§ **Actions to take**:
#1 In the sewing post, what colors of linen does the writer have for the sheath dress and the jacket?
#2 Please write out the part of the sewing post between "But the class" and "away with those.", inclusive.

§ **Source extract**:
****************************************

Regarding my fitting woes, I'm excited to be taking a pattern fitting class in a couple of weeks.  I'm getting tired of fiddling with everything I make; even being aware of some of my quirks and trying to adjust for them beforehand doesn't always work.  I'm constantly making things, but they usually get pushed aside towards the end because some little thing is off--the shoulders are too wide, the neckline is too big, the bust isn't big enough, the back is too long or too broad, the waist is too low, you name it. By then I'm ready for the next project, so whatever isn't working gets hidden in the closet.  The class is only one afternoon, though, and I can only bring one pattern.  I'm trying to decide which pattern to bring.

I really want help fitting this dress:

which I am dying to make for the fall (I even have a fab wine-red stretch sateen for it!) but I think will be a BEAR to fit correctly.  It's supposed to be pretty easy to sew, but it has to be roomy in the right places and tailored in others and it's hard to figure it all out from the photos. 

There's also this:

the Colette Macaron, which is all over the internets and every aspiring young seamstress has done, but I think with the full bust adjustment series and other fitting notes on Lazy Stitching, I can probably figure it out ok myself.

Other frontrunners include a couple of 1940s dresses that I think will be great for (what's left of) the summer and take me into fall--first, this Vintage Vogue:

I've got some cream-colored stretch crepe especially for this....

And this Retro Butterick, which I want some printed poplin or sateen for:

But the class list says bring a "basic pattern".  So I think I will probably arrive with this vintage pattern:

which I guess is pretty basic, and I could use help fitting a sheath dress and a jacket.  I've got pink linen for the dress and white linen for the jacket, just like the picture. No gloves, though, alas.  I don't think I could quite get away with those. 

I'm also really considering driving the hour+  for a "Vintage Pattern of the Month" class in September.  They are making this flutter-sleeved confection:

I feel like I'm at a point where I could use actual instruction/tutoring and it is really hard to find sewing classes that go beyond absolute basics.  Or that sew things I would want to wear!  I think the September dress is totally wearable vintage.  Doesn't it look perfect for going out for drinks on some roofdeck or patio somewhere in September?

You saw it here first!

Hello tiny readership!

I promised a while back that I'd post pictures of stuff I'd been sewing.  Predictably, I didn't do much on any of the projects I listed for accountability;  however, I have sewn up a bunch of other things, and actually FINISHED them, and some might even see the light of day!  I figured I'd post them here first because 1) y'all asked me to and 2) I don't necessarily want my co-workers to know something is my handiwork BEFORE I take it for a workday test drive.  Sometimes you can't tell how a garment will go wrong till you wear it out.

****************************************

§ **Stored records**:
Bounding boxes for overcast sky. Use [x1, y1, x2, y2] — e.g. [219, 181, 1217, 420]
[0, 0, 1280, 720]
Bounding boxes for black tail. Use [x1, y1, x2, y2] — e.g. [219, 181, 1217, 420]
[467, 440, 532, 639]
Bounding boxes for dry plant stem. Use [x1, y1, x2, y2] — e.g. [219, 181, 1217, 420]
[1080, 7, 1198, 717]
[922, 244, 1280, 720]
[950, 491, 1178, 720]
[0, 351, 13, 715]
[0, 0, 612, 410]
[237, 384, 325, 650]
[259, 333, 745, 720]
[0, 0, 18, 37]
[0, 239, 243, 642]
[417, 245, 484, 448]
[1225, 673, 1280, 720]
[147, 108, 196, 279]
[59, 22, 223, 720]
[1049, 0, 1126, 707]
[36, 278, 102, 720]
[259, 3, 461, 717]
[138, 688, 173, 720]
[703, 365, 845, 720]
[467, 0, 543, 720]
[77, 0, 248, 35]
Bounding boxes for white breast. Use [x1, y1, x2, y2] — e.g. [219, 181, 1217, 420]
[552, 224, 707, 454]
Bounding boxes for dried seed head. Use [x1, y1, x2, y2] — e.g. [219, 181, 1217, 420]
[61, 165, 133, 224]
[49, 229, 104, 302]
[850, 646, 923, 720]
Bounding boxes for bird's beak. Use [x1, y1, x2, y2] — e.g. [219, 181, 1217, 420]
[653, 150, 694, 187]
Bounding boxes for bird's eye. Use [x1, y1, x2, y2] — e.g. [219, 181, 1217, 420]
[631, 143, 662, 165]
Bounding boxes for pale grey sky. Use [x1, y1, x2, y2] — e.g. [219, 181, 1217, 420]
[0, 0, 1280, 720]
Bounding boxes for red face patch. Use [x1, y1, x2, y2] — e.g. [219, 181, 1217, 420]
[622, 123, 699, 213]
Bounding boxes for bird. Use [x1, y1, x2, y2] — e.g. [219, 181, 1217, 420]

****************************************

§ **Results by task**:
#1 Pink linen for the dress and white linen for the jacket.

#2
But the class list says bring a "basic pattern".  So I think I will probably arrive with this vintage pattern:

which I guess is pretty basic, and I could use help fitting a sheath dress and a jacket.  I've got pink linen for the dress and white linen for the jacket, just like the picture. No gloves, though, alas.  I don't think I could quite get away with those.